───── DATA RECORDS

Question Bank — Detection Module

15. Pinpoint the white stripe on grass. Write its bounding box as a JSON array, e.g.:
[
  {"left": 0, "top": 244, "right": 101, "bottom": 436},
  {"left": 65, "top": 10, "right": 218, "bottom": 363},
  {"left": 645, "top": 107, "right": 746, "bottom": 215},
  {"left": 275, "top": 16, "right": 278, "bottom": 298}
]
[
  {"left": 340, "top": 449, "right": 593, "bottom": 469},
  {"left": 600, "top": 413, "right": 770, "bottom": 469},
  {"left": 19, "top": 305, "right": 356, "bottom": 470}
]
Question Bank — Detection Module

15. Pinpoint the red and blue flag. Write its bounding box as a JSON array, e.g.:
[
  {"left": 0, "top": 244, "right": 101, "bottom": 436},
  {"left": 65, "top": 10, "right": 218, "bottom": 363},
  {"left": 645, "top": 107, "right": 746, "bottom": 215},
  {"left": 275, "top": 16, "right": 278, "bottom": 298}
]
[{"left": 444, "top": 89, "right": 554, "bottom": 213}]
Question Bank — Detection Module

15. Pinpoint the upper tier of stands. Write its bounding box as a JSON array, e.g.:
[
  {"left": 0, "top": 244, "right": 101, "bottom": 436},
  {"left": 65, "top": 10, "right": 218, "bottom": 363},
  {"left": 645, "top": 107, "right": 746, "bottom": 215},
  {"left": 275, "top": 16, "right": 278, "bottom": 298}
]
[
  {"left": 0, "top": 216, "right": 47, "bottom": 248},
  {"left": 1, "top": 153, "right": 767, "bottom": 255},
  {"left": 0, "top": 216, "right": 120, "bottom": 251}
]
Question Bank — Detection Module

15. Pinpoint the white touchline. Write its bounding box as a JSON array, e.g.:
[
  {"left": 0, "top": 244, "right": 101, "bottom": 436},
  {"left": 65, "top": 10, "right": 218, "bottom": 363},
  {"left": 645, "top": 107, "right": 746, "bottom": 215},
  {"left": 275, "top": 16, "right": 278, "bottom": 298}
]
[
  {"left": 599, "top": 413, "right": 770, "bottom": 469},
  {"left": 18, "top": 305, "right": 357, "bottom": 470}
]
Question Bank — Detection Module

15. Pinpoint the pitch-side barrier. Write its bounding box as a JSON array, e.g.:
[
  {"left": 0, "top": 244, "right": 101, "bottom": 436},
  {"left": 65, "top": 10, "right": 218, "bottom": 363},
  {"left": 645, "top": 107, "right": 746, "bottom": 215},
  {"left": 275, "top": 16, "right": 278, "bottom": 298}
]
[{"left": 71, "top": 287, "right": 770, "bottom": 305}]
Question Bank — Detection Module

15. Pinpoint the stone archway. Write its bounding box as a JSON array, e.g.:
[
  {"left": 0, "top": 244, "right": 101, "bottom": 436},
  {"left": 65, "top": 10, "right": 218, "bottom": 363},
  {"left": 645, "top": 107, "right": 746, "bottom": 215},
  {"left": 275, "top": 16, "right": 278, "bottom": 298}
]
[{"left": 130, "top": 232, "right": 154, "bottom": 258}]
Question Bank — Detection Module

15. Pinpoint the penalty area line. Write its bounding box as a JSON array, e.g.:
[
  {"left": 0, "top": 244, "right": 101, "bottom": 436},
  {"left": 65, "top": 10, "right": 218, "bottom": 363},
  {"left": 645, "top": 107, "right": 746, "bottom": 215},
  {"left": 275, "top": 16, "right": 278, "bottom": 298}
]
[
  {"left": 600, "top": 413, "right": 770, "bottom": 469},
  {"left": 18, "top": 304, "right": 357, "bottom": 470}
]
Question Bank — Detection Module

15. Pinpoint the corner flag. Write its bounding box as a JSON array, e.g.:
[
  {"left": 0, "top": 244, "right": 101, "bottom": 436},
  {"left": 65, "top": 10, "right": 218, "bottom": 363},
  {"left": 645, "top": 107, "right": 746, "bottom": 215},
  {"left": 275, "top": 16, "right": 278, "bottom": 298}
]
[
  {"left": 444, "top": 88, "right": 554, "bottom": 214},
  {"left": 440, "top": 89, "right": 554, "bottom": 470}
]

──────────

ABOUT THIS EXERCISE - Please return each line of the listing above that contains "Pinpoint".

RESULT BELOW -
15. Pinpoint the white stripe on grass. Write its bounding box as a JSON array, e.g.:
15. Pinpoint the red and blue flag. Write its bounding box as a JSON array, e.g.:
15. Pinpoint the upper tier of stands. Write its bounding box as a JSON array, e.g.:
15. Pinpoint the white touchline. Write its bounding box as a JSON array, e.g.:
15. Pinpoint the pitch-side barrier. Write its bounding box as a JSON array, e.g.:
15. Pinpoint the stone archway. Write its bounding box as a JSON array, e.g.:
15. Pinpoint the penalty area line. Write its bounding box as a JSON array, e.g.:
15. Pinpoint the corner flag. Write its bounding box as a JSON array, e.g.:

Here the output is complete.